====== LISTED RECORDS ======
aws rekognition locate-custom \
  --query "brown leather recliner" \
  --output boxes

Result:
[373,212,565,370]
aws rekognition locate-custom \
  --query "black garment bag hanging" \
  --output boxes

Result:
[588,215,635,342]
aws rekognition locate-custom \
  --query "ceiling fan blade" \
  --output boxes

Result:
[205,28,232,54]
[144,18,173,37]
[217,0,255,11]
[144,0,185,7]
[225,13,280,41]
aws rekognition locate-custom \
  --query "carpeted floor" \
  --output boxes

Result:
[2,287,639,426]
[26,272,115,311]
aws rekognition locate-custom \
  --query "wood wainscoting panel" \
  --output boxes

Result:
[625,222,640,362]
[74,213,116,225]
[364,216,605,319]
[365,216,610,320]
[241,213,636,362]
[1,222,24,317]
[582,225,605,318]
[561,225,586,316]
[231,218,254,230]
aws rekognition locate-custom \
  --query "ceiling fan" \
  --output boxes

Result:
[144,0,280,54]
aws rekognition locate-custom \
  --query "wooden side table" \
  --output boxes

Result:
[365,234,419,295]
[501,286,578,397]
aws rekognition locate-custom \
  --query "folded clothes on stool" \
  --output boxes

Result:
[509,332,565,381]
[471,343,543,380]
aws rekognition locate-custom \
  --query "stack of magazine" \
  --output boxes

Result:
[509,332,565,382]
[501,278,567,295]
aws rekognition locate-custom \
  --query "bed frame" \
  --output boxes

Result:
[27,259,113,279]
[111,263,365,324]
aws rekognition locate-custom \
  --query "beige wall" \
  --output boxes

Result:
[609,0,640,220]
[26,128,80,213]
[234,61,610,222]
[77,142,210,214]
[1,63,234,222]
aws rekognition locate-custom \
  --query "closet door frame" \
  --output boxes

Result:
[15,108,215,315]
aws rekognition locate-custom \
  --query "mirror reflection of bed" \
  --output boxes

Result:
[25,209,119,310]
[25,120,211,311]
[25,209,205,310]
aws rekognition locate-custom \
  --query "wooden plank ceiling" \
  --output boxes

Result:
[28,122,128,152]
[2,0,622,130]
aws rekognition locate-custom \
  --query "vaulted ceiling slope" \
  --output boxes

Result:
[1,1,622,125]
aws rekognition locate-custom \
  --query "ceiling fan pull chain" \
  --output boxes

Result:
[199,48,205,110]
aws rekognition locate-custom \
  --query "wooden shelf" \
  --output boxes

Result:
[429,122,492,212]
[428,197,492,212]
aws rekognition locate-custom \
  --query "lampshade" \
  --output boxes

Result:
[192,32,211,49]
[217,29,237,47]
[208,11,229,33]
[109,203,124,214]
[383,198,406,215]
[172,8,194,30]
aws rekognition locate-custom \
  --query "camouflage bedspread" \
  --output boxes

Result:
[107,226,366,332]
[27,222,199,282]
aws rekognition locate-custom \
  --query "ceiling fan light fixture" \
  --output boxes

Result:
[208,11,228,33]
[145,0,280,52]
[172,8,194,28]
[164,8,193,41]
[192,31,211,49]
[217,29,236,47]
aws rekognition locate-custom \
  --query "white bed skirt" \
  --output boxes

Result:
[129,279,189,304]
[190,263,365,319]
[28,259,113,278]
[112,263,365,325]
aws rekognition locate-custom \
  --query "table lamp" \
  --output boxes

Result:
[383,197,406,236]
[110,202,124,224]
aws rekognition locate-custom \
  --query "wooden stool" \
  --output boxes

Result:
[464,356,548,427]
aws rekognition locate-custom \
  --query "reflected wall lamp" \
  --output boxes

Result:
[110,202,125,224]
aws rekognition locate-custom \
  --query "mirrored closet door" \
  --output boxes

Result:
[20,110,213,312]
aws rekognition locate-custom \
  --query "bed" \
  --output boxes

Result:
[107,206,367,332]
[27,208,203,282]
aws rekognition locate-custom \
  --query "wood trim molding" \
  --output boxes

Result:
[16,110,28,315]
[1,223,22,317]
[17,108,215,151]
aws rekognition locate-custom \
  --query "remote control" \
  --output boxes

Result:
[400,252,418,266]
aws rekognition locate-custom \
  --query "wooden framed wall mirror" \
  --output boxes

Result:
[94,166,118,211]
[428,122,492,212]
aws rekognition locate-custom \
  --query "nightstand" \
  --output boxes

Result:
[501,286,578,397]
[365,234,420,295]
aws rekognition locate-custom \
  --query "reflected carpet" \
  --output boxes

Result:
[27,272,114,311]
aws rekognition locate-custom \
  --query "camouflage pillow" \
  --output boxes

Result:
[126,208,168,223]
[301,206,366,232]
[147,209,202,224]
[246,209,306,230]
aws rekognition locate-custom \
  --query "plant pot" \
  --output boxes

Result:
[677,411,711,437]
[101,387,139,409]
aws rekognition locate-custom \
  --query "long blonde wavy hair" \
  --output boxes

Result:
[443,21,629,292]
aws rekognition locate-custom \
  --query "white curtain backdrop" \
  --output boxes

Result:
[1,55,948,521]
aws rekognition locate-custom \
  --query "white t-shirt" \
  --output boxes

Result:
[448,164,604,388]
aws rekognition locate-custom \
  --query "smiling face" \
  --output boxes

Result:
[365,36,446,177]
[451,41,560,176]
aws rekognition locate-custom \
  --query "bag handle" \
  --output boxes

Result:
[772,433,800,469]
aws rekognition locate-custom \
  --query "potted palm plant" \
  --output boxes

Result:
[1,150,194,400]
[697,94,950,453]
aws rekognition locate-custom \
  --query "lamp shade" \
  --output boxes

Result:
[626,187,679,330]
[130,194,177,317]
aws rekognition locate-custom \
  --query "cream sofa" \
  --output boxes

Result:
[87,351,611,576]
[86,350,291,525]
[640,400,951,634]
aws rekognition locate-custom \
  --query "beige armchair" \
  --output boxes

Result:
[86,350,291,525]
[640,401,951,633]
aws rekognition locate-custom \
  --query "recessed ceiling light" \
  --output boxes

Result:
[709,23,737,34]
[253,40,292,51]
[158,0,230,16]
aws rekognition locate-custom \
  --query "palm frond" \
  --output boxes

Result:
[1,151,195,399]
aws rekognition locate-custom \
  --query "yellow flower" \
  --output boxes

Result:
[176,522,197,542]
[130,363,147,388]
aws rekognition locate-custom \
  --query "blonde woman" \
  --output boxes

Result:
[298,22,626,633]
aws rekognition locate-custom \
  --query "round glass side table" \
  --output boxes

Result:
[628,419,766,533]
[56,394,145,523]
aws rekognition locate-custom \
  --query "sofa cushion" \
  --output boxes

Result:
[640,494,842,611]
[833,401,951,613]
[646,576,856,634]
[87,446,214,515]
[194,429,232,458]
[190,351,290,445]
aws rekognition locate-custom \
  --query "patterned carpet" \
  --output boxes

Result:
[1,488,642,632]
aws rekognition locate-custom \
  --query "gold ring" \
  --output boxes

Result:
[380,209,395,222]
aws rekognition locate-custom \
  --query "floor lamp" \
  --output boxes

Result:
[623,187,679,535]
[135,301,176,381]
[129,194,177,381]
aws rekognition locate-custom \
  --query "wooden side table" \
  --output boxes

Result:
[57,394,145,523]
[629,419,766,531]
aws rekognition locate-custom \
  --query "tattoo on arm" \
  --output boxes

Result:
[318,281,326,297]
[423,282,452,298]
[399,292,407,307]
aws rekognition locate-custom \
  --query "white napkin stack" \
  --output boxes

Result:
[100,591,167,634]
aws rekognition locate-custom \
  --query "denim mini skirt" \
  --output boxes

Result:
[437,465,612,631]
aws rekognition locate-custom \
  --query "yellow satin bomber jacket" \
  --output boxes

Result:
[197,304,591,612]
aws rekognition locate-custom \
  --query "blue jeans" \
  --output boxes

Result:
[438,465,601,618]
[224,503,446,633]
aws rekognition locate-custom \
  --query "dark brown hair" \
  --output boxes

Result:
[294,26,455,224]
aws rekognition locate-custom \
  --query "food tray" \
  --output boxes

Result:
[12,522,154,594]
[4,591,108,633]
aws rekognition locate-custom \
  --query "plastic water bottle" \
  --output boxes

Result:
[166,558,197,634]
======
====== LISTED RECORDS ======
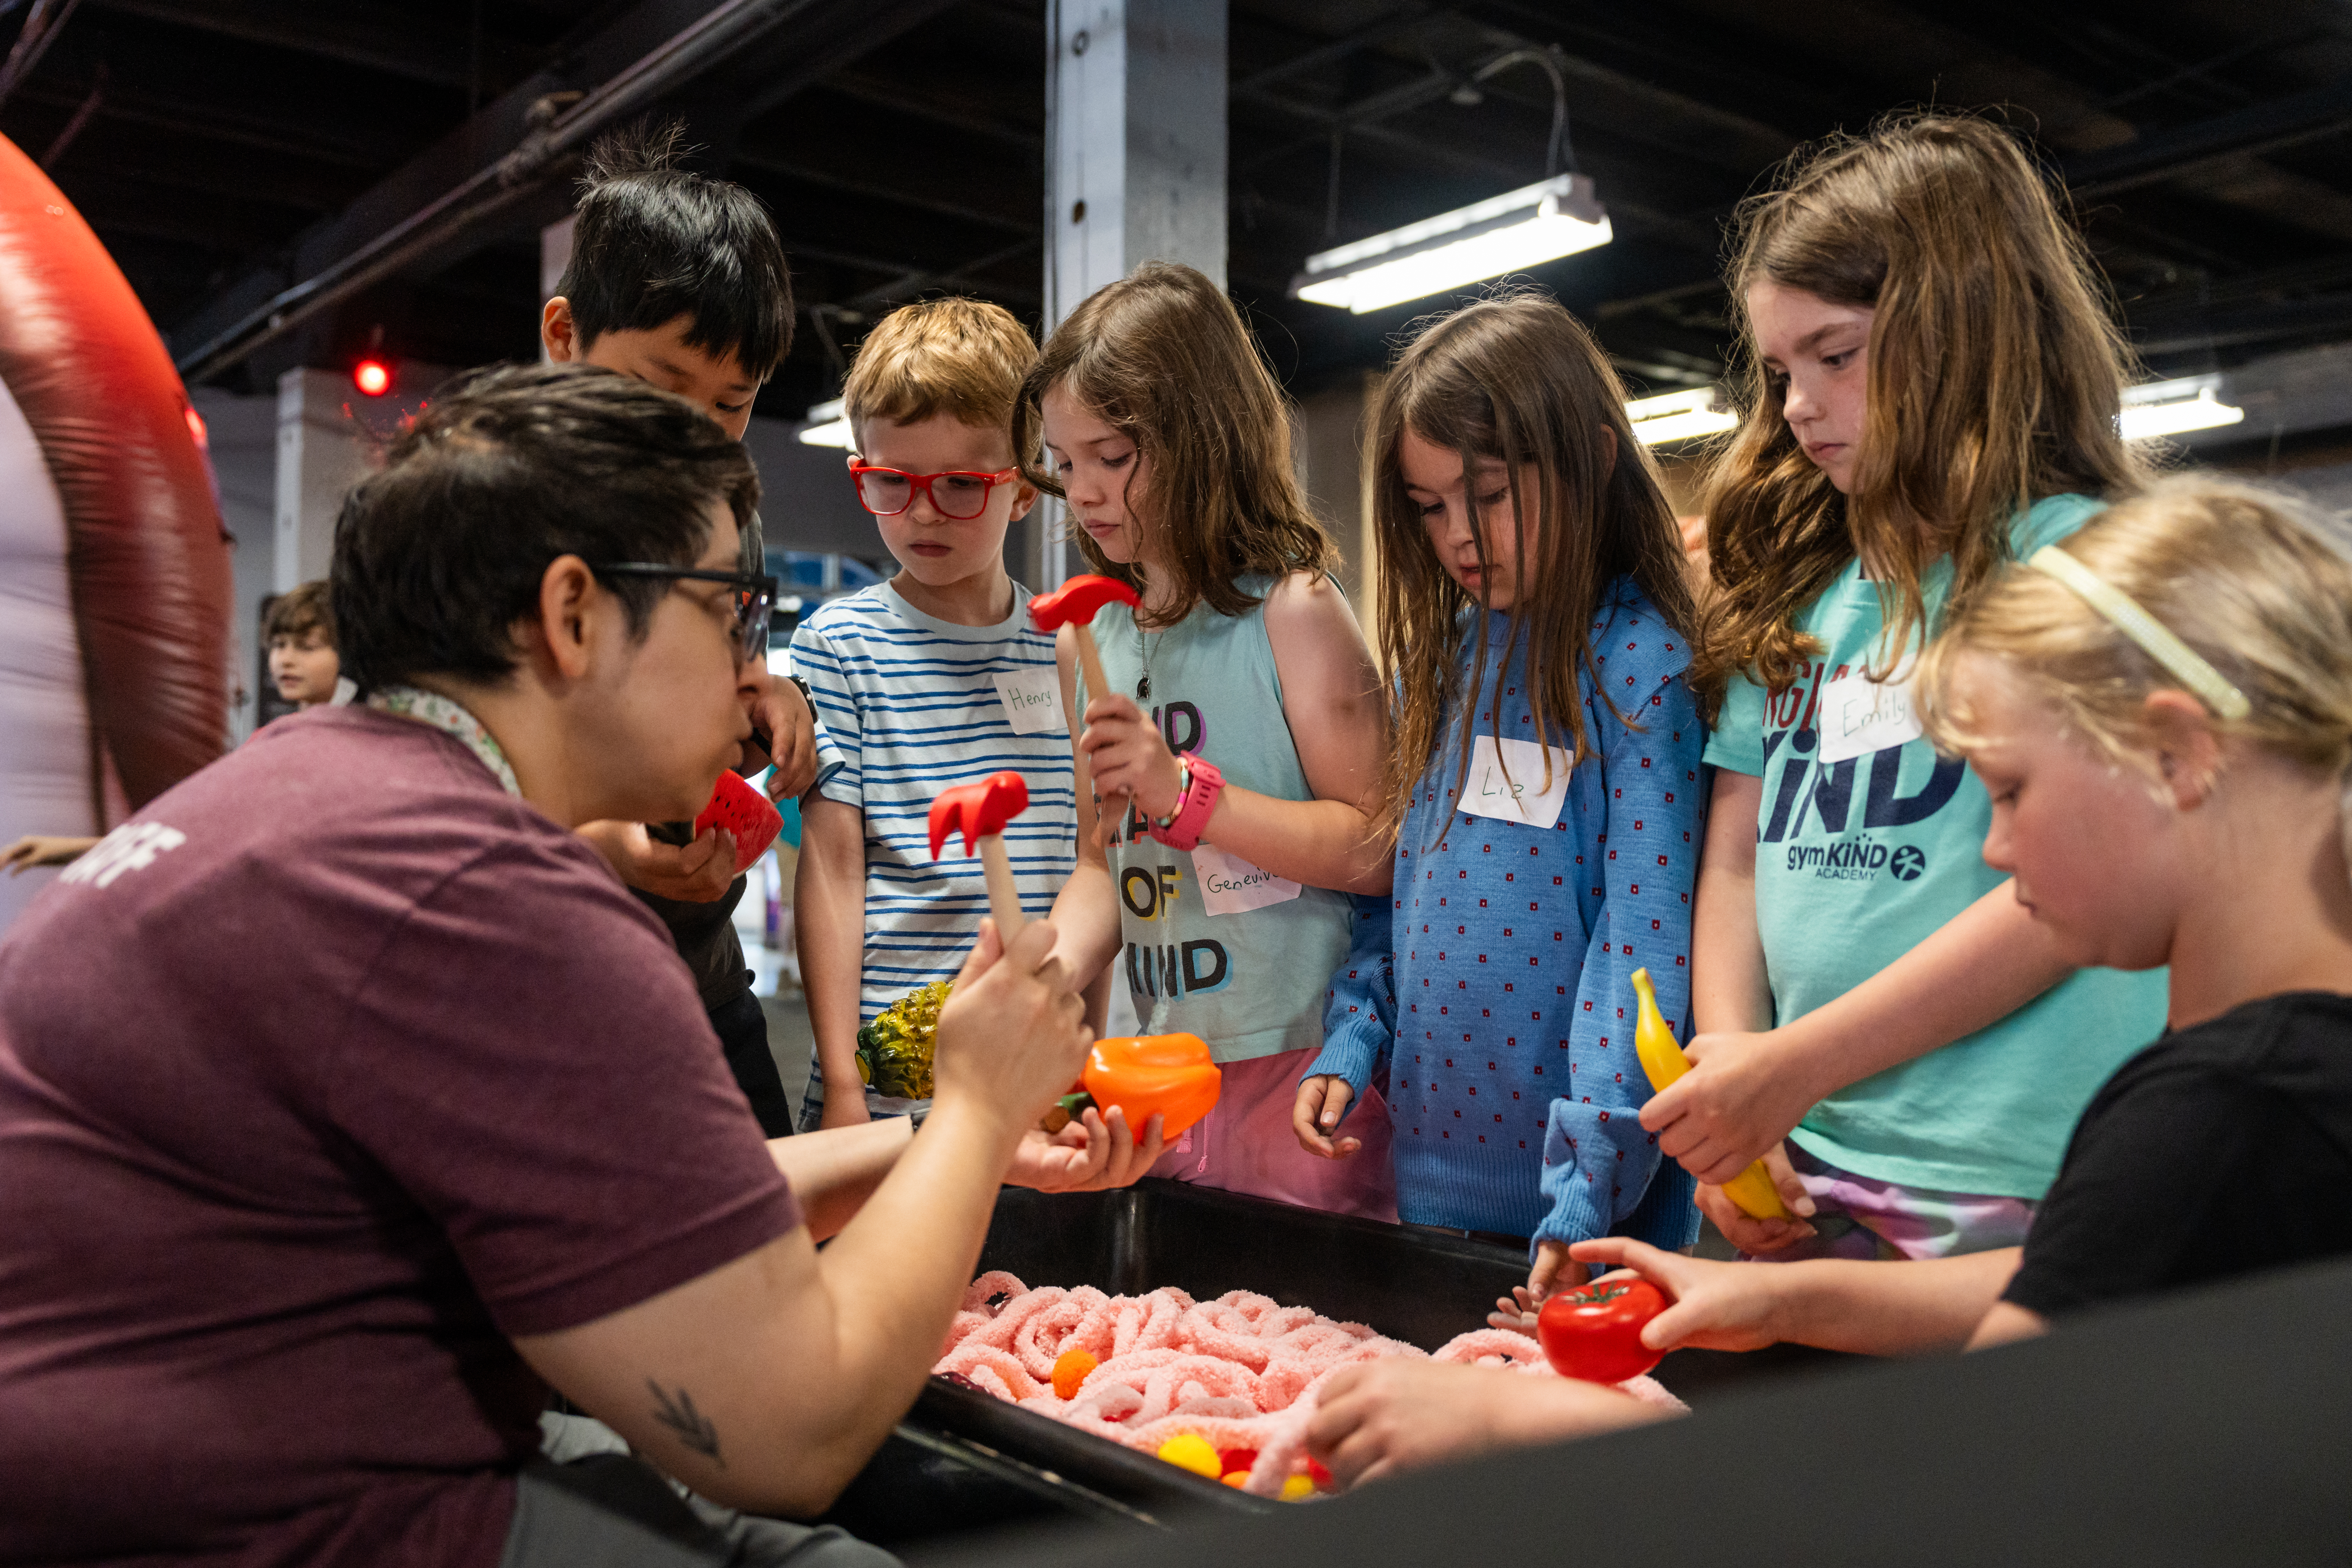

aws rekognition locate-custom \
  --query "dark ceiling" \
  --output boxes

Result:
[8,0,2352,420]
======
====== LISTED RECORDS ======
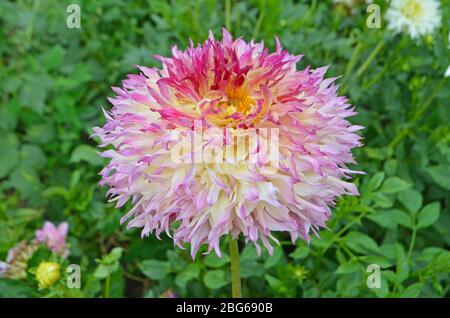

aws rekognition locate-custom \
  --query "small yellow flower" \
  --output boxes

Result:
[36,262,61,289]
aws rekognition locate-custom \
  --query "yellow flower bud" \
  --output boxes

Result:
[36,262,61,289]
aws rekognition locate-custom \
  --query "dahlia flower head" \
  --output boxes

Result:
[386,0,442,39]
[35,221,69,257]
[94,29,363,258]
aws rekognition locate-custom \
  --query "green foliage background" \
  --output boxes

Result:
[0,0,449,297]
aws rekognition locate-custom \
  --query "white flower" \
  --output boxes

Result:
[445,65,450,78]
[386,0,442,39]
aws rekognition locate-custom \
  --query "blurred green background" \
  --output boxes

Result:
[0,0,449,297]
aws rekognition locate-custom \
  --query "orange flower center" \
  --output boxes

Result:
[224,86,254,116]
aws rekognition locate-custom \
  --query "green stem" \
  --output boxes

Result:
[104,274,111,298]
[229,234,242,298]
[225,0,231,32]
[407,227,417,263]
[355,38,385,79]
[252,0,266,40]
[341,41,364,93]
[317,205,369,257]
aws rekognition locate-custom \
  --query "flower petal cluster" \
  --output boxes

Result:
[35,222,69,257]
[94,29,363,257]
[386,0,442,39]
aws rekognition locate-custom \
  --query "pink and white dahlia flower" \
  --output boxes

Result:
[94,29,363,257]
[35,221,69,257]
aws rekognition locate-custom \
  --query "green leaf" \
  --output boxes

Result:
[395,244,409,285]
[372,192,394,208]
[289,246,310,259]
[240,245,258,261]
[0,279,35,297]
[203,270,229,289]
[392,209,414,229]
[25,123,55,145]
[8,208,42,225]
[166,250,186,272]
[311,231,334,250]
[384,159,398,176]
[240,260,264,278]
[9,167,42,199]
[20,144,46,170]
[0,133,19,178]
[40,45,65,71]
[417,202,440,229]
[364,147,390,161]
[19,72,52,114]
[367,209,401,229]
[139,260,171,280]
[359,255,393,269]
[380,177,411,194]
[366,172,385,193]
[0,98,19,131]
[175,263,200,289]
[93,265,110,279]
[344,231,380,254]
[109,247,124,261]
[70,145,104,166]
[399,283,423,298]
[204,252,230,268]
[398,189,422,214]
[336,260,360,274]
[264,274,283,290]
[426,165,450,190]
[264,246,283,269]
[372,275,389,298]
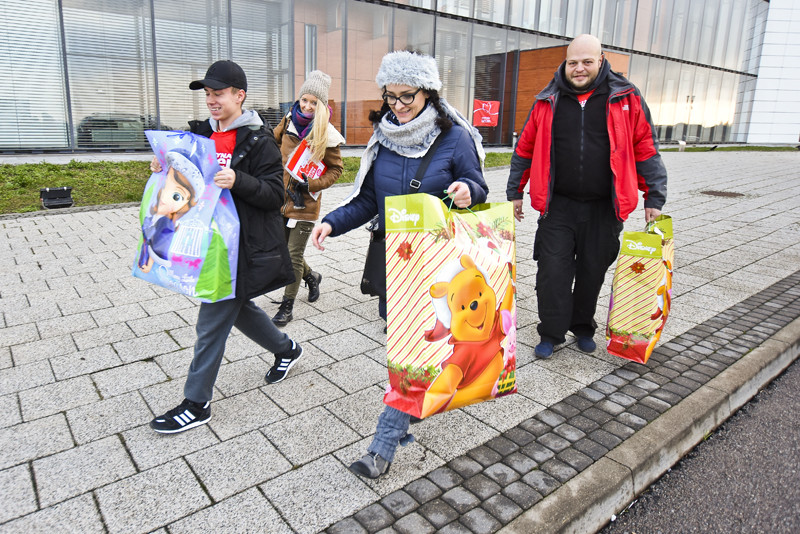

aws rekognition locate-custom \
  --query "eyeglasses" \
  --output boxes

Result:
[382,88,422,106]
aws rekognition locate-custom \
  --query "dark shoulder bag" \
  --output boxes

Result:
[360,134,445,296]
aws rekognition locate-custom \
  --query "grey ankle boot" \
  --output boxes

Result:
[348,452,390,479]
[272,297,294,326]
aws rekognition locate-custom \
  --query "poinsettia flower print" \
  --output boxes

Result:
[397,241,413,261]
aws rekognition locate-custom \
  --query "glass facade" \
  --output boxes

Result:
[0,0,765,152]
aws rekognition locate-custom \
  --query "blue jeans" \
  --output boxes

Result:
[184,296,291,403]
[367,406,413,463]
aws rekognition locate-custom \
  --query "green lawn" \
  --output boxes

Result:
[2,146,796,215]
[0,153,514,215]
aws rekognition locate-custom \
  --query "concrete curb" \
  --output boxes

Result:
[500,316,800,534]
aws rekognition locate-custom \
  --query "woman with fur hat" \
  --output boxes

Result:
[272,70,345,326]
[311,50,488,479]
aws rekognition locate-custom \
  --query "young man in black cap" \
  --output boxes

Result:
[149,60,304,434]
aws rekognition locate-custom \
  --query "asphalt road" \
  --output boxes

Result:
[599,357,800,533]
======
* _REQUIREMENT_
Your answer should be the lines above that contain the word "wooden", copied out.

* _EXPECTED OUTPUT_
  --query "wooden side table" \
  --query "wooden plank ceiling" \
  --query "wooden shelf" \
  --query "wooden stool" \
  --query "wooden framed wall mirror" \
  --query "wooden side table" \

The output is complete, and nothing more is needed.